Provided data: Begin
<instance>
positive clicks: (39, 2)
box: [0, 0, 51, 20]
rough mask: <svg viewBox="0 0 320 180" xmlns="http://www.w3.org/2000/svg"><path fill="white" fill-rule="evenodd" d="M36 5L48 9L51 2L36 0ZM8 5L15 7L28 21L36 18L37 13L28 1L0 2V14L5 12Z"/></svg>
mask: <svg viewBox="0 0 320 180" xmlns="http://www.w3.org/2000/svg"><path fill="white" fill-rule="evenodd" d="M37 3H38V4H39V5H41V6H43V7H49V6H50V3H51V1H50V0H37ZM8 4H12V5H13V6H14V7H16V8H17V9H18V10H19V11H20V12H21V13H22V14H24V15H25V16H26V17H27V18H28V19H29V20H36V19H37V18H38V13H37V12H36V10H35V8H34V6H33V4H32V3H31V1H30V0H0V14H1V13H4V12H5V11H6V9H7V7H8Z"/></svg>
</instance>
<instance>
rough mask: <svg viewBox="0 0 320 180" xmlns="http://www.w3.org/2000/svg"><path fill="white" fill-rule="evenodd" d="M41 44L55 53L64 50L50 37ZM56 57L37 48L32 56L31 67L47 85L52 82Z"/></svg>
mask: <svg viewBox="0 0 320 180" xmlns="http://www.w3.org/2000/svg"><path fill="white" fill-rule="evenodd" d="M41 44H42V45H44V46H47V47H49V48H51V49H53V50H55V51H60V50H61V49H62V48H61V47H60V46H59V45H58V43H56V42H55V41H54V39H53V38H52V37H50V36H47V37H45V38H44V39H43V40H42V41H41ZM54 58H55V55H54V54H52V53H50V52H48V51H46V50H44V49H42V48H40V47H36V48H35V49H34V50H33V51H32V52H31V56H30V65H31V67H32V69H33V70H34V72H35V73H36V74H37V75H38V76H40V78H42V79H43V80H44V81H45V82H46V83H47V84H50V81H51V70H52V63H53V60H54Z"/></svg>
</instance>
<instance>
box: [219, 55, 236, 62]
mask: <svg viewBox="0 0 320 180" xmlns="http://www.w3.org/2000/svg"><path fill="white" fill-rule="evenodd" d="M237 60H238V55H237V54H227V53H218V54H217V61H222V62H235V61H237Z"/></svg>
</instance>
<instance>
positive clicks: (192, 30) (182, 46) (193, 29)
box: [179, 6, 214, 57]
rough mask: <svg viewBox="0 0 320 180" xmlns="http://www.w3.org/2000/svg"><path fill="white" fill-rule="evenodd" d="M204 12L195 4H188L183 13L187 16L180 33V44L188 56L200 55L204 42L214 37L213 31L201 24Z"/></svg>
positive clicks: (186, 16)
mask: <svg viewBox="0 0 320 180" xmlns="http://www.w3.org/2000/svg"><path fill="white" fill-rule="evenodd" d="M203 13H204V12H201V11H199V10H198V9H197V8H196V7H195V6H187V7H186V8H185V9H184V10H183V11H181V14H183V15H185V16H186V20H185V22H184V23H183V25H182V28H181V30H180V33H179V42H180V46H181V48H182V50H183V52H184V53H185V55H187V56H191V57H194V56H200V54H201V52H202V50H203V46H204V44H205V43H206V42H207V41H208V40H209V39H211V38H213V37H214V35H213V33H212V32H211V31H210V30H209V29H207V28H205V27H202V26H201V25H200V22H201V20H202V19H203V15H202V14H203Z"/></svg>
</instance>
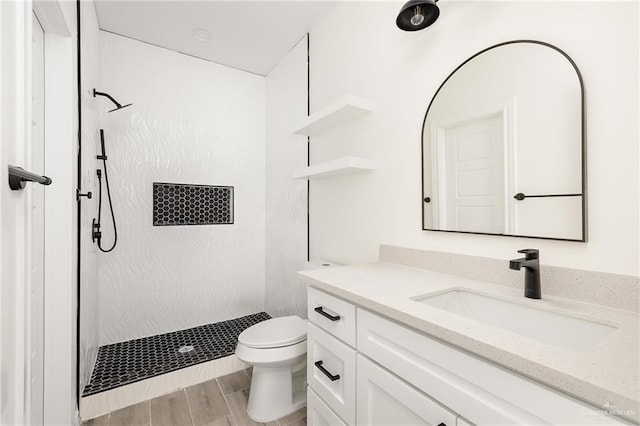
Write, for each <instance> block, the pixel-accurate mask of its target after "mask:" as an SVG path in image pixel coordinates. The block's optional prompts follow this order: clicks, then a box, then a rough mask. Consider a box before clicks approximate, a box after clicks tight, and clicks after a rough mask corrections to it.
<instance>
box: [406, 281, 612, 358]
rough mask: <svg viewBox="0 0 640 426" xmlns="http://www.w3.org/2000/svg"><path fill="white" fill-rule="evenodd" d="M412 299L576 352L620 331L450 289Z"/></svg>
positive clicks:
Provided data: End
• Activity:
Retype all the records shown above, character for character. Omit every picture.

• Written solution:
<instance>
positive clicks: (39, 2)
box: [0, 0, 51, 20]
rough mask: <svg viewBox="0 0 320 180" xmlns="http://www.w3.org/2000/svg"><path fill="white" fill-rule="evenodd" d="M36 5L48 9L51 2L36 0ZM8 5L15 7L28 21L36 18L37 13L28 1L0 2V14L5 12Z"/></svg>
mask: <svg viewBox="0 0 320 180" xmlns="http://www.w3.org/2000/svg"><path fill="white" fill-rule="evenodd" d="M37 3H38V4H39V5H41V6H43V7H49V6H50V3H51V1H50V0H37ZM8 4H12V5H13V6H14V7H16V8H17V9H18V10H19V11H20V12H21V13H22V14H24V15H25V16H26V17H27V18H28V19H29V20H36V19H37V18H38V13H37V12H36V10H35V8H34V6H33V4H32V3H31V1H30V0H0V14H1V13H4V12H5V11H6V9H7V7H8Z"/></svg>
</instance>
<instance>
rough mask: <svg viewBox="0 0 320 180" xmlns="http://www.w3.org/2000/svg"><path fill="white" fill-rule="evenodd" d="M41 44L55 53L64 50L50 37ZM56 57L37 48L32 56L31 67L47 85L52 82Z"/></svg>
mask: <svg viewBox="0 0 320 180" xmlns="http://www.w3.org/2000/svg"><path fill="white" fill-rule="evenodd" d="M41 44H42V45H44V46H47V47H49V48H51V49H53V50H55V51H60V50H61V49H62V48H61V47H60V46H59V45H58V43H56V42H55V41H54V39H53V38H52V37H50V36H47V37H45V38H44V39H43V40H42V41H41ZM54 58H55V55H54V54H52V53H50V52H48V51H46V50H44V49H42V48H40V47H36V48H35V49H34V50H33V51H32V52H31V56H30V65H31V67H32V69H33V70H34V72H35V73H36V74H37V75H38V76H40V78H42V79H43V80H44V81H45V82H46V83H47V84H50V81H51V70H52V63H53V60H54Z"/></svg>
</instance>
<instance>
box: [219, 55, 236, 62]
mask: <svg viewBox="0 0 320 180" xmlns="http://www.w3.org/2000/svg"><path fill="white" fill-rule="evenodd" d="M237 60H238V55H237V54H227V53H218V54H217V61H222V62H235V61H237Z"/></svg>
</instance>
<instance>
positive clicks: (192, 30) (182, 46) (193, 29)
box: [179, 6, 214, 57]
rough mask: <svg viewBox="0 0 320 180" xmlns="http://www.w3.org/2000/svg"><path fill="white" fill-rule="evenodd" d="M204 12L195 4H188L183 13L187 16L180 33V44L188 56L200 55L204 42L214 37L213 31L201 24Z"/></svg>
positive clicks: (186, 16)
mask: <svg viewBox="0 0 320 180" xmlns="http://www.w3.org/2000/svg"><path fill="white" fill-rule="evenodd" d="M203 13H204V12H201V11H199V10H198V9H197V8H196V7H195V6H187V7H186V8H185V9H184V10H183V11H181V14H183V15H185V16H186V20H185V22H184V23H183V25H182V28H181V30H180V33H179V42H180V46H181V48H182V50H183V52H184V53H185V55H187V56H191V57H194V56H200V54H201V52H202V50H203V46H204V44H205V43H206V42H207V41H208V40H209V39H211V38H213V37H214V35H213V33H212V32H211V31H210V30H209V29H207V28H205V27H202V26H201V25H200V22H201V20H202V19H203V15H202V14H203Z"/></svg>
</instance>
Write, for each <instance> block, the pixel-accurate mask of its target after "mask:" as an SVG path in image pixel coordinates. The block's optional prompts follow this order: clicks, then a box, then a rough mask. Consider a box before clicks approximate, a box after clicks tight, and clicks after a rough mask corrections to it.
<instance>
box: [406, 281, 612, 358]
rough mask: <svg viewBox="0 0 640 426" xmlns="http://www.w3.org/2000/svg"><path fill="white" fill-rule="evenodd" d="M412 299L576 352L620 331L450 289Z"/></svg>
positive clicks:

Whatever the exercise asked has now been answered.